### Stored data
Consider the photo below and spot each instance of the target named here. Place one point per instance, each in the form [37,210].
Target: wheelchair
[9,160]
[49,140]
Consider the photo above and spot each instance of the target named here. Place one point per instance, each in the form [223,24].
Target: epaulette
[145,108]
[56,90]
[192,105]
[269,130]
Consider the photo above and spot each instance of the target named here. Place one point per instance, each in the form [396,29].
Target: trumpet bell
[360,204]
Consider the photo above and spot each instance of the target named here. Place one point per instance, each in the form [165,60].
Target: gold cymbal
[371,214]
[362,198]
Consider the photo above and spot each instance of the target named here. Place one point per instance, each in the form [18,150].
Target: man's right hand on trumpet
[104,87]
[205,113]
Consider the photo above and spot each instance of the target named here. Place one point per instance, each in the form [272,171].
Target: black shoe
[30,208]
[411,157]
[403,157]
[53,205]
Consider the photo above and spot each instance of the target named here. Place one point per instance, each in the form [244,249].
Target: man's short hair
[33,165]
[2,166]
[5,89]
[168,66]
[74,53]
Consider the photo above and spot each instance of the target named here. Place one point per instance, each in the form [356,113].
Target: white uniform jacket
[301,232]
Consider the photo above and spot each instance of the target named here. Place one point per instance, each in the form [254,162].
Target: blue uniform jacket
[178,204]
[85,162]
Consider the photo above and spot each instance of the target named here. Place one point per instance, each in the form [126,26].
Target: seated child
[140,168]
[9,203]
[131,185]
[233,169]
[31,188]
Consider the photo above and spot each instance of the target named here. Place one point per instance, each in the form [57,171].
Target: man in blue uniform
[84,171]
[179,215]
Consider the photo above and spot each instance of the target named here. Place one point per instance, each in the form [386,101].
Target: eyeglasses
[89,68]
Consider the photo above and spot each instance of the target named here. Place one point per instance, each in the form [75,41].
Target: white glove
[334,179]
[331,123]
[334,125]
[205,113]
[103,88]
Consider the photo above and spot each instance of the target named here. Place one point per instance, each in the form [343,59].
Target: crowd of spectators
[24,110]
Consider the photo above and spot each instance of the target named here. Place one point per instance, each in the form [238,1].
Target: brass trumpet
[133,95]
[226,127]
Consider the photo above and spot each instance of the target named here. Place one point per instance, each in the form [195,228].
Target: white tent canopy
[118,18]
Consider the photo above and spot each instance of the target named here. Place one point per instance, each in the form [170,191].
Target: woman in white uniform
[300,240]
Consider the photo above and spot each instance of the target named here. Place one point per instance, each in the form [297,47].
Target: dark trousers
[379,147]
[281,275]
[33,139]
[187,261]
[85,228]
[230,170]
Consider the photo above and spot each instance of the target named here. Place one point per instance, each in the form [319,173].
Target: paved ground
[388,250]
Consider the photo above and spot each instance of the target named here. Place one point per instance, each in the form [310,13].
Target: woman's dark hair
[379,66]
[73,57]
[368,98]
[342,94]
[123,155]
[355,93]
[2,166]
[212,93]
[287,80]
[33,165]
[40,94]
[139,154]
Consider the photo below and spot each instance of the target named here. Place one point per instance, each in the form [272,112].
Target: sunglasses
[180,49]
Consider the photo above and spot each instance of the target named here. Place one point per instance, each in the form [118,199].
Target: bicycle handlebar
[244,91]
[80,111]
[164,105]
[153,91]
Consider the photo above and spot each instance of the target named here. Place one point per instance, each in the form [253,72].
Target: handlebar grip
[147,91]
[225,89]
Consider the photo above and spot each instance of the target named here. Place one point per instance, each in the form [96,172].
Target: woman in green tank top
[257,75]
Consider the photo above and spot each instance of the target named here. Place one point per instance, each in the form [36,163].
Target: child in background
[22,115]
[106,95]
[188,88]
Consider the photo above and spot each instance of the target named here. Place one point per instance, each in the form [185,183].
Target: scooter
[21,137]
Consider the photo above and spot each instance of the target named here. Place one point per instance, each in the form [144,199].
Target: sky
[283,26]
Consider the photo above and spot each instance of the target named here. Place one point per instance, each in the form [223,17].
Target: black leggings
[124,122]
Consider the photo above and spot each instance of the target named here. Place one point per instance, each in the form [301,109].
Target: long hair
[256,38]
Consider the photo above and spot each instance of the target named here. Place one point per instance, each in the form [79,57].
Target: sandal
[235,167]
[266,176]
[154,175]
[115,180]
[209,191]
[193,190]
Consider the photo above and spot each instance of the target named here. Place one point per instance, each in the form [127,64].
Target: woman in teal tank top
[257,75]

### Your assignment
Please go through the data above and copy each line containing the word "below".

### Output
Consider the photo below and spot each instance of the target named here. Place one point per instance, each in the form [37,210].
Consider the photo below and spot each instance of the target named here. Place one point per instance, each in the form [272,112].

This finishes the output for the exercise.